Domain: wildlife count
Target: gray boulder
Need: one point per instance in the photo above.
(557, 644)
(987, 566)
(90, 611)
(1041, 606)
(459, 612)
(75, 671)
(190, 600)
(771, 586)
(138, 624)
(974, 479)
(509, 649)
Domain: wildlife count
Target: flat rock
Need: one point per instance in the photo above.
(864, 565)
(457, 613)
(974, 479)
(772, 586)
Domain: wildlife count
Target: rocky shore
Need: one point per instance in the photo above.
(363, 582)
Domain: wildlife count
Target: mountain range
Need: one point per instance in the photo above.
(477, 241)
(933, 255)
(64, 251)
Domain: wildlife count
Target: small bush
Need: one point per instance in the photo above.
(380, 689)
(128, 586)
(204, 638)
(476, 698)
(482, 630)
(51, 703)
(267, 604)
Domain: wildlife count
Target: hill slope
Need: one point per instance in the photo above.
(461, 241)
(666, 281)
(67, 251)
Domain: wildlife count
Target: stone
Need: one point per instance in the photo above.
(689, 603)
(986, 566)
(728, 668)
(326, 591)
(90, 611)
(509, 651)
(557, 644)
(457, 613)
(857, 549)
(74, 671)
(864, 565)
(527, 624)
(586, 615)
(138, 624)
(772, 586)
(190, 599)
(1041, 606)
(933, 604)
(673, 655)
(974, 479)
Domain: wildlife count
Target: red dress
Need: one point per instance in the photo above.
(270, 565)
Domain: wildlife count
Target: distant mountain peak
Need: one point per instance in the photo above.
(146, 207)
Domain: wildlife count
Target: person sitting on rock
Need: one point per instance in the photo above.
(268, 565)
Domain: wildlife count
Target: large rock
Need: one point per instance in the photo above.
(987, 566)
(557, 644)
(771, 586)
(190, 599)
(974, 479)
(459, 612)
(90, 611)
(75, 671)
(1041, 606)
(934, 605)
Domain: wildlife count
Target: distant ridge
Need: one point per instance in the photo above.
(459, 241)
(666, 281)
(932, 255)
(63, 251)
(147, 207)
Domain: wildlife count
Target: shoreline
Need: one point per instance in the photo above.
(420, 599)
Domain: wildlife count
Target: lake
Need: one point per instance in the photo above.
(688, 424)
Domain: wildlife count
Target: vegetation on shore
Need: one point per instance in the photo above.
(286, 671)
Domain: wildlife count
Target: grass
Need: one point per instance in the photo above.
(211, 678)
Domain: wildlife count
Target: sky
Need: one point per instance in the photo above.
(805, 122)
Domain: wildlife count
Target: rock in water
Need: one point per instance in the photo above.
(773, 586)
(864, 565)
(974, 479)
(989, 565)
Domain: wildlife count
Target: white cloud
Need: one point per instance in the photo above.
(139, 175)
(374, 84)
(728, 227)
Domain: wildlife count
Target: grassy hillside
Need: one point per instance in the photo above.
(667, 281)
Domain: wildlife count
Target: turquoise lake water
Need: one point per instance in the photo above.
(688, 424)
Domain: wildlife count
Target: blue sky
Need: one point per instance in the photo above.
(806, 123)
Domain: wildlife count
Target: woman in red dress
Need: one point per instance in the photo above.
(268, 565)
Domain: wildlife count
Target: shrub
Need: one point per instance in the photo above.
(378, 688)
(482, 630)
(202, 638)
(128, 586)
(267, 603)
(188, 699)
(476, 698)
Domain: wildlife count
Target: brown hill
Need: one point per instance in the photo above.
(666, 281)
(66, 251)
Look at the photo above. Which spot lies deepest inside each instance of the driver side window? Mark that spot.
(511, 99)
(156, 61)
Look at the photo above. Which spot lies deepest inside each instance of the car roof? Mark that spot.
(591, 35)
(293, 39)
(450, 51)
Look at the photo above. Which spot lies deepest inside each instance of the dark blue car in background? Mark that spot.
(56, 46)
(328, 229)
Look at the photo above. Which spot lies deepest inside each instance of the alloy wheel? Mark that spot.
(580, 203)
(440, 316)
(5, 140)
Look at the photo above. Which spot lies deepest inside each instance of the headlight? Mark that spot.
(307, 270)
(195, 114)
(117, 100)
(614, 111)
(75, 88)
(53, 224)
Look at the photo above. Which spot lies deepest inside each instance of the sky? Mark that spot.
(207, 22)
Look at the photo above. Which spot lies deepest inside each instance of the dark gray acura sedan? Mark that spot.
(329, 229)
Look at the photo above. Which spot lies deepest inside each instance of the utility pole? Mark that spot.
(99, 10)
____
**YOUR GOAL**
All of the data shown above must be copied exactly.

**TASK RESULT**
Domain: wildlife count
Target: gray boulder
Need: one point per instance in the photo above.
(557, 644)
(987, 566)
(90, 611)
(1041, 606)
(459, 612)
(75, 671)
(190, 600)
(771, 586)
(138, 624)
(974, 479)
(509, 649)
Domain: wildlife count
Target: flat rock
Need: one point per instance in the photo above.
(864, 565)
(457, 613)
(974, 479)
(772, 586)
Domain: wildlife count
Target: rocky shore
Need: one point per instance in the photo above.
(363, 582)
Domain: wildlife count
Target: mountain range
Need: one point per instance in the photo above.
(477, 241)
(933, 255)
(64, 251)
Domain: wildlife count
Target: small bush
Need: one point per instance in the photo above.
(380, 689)
(128, 586)
(204, 638)
(476, 698)
(482, 630)
(51, 703)
(267, 604)
Domain: wildlife count
Target: hill slope
Need: one point per instance in the photo above.
(461, 241)
(666, 281)
(67, 251)
Domain: wildlife count
Target: stone
Need: one point per instance in the photo above.
(689, 603)
(986, 566)
(728, 668)
(326, 591)
(90, 611)
(509, 651)
(557, 644)
(457, 613)
(857, 549)
(74, 671)
(864, 565)
(527, 624)
(586, 615)
(138, 624)
(772, 586)
(190, 599)
(1041, 606)
(933, 604)
(673, 655)
(974, 479)
Domain: wildlife count
Target: red dress
Need: one point per instance in the photo above.
(270, 565)
Domain: wildlife count
Target: distant mountain peak
Need: one point per instance in the photo above.
(146, 207)
Domain: wildlife count
Target: person sitting on rock
Need: one point per instance in the photo above.
(268, 565)
Domain: wildlife count
Target: large rock
Need: one point per instance in the photo above.
(987, 566)
(557, 644)
(771, 586)
(190, 599)
(974, 479)
(459, 612)
(90, 611)
(75, 671)
(1041, 606)
(934, 605)
Domain: wildlife count
Target: distant ridge
Need: one point per instance in the photo above.
(459, 241)
(666, 281)
(932, 255)
(63, 251)
(147, 207)
Domain: wildlife count
Target: shoreline
Need: one point per instance in the photo above.
(420, 599)
Domain: wildlife count
Target: lake
Need: one point per instance in the photo above.
(688, 424)
Domain: wildlife count
Target: vegetation on shore
Need: one point per instance in the photo above.
(286, 671)
Domain: wildlife count
Target: grass
Need: one point per instance in the photo above.
(211, 678)
Domain: wildlife count
Target: sky
Need: one point per instance in the photo above.
(805, 122)
Domain: wildlife count
Target: rock in water
Need: one point per instance in the photo above.
(773, 586)
(864, 565)
(974, 479)
(989, 565)
Domain: wildlife count
Target: white cloud
Need: one point per instance in the photo above.
(139, 175)
(374, 84)
(728, 227)
Domain: wildlife count
Target: grassy hillside
Need: one point per instance in the photo above.
(667, 281)
Domain: wildlife count
Target: turquoise lake water
Need: one point per instance in the photo above.
(688, 424)
Domain: wildlife count
Target: blue sky
Need: one point per instance in the photo above.
(806, 123)
Domain: wildlife count
Target: woman in red dress
Need: one point per instance in the photo above.
(268, 565)
Domain: wildlife count
Target: shrub
Need: one point per instance in the photo above.
(378, 688)
(482, 630)
(202, 638)
(128, 586)
(267, 603)
(188, 699)
(476, 698)
Domain: wildlife count
Target: brown hill
Need: one point per instance in the photo above.
(666, 281)
(66, 251)
Look at the photo above. Which spot lies deepest inside each instance of the driver side window? Mark that spot.
(511, 99)
(156, 61)
Look at the photo above. Which spot lies deepest inside each instance of the car roof? Mark that spot.
(591, 35)
(293, 39)
(450, 51)
Look at the photo above. Which spot lies deepest inside each instance of the dark blue car in background? Mark that spot.
(56, 46)
(328, 229)
Look at the photo above. Which spot lies deepest inside each instance of the alloy wheel? Mark that spot.
(580, 203)
(440, 316)
(5, 140)
Look at the photo above. Which spot lies deepest inside each instance of the headlight? Mark that spot.
(307, 270)
(195, 114)
(117, 100)
(614, 111)
(75, 88)
(53, 224)
Look at the photo above. Which spot lies deepest inside each instance of the sky? Mark that spot.
(207, 22)
Look at the photo above. Which spot lies deepest inside each instance of the dark gray acura sedan? Mark that spot.
(329, 229)
Look at the photo above. Which spot lies deepest inside each instance of the utility pole? Mark that spot.
(99, 10)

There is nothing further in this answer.